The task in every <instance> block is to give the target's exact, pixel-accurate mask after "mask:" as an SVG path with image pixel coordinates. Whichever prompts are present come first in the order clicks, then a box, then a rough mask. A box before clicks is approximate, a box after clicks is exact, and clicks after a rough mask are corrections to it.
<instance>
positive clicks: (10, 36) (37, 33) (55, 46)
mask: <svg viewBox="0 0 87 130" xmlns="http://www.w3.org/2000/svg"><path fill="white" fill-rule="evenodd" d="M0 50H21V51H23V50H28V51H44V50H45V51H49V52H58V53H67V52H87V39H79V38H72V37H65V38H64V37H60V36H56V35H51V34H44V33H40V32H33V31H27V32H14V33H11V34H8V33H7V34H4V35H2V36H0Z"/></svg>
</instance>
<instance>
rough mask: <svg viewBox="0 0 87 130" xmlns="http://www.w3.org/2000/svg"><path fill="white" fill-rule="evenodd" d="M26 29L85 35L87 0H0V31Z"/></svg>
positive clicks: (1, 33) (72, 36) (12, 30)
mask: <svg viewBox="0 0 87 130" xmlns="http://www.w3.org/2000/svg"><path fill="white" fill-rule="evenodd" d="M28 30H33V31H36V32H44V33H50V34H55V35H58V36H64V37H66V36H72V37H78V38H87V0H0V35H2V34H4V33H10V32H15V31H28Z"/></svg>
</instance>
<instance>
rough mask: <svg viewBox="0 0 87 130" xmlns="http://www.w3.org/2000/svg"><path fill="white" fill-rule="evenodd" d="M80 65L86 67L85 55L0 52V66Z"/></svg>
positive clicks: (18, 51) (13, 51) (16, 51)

= = = =

**PROBLEM STATEMENT**:
The answer should be the complete set of records, printed exactly.

**COMPLETED TASK**:
The task in every <instance> block is to give the target's exact, pixel-accurate mask after "mask:" as an SVG path with image pixel coordinates. Whichever prompts are present come first in the order clicks, then a box, then a rough mask. A box before clicks is approximate, a box after clicks is exact, and clicks after a rough mask are corrections to it.
<instance>
positive clicks: (10, 36) (37, 33) (55, 46)
mask: <svg viewBox="0 0 87 130" xmlns="http://www.w3.org/2000/svg"><path fill="white" fill-rule="evenodd" d="M0 50H21V51H23V50H28V51H44V50H45V51H49V52H58V53H67V52H87V39H79V38H72V37H65V38H64V37H60V36H56V35H51V34H44V33H40V32H33V31H27V32H14V33H11V34H8V33H7V34H4V35H2V36H0Z"/></svg>
</instance>
<instance>
rough mask: <svg viewBox="0 0 87 130" xmlns="http://www.w3.org/2000/svg"><path fill="white" fill-rule="evenodd" d="M26 29L85 35L87 0H0V31Z"/></svg>
positive clicks: (1, 33) (72, 36) (12, 30)
mask: <svg viewBox="0 0 87 130" xmlns="http://www.w3.org/2000/svg"><path fill="white" fill-rule="evenodd" d="M28 30H33V31H36V32H44V33H50V34H55V35H58V36H64V37H66V36H72V37H78V38H87V0H0V35H2V34H4V33H10V32H15V31H28Z"/></svg>
</instance>
<instance>
rough mask: <svg viewBox="0 0 87 130" xmlns="http://www.w3.org/2000/svg"><path fill="white" fill-rule="evenodd" d="M80 65L86 67L85 55L0 52V66Z"/></svg>
positive clicks: (18, 51) (13, 51) (16, 51)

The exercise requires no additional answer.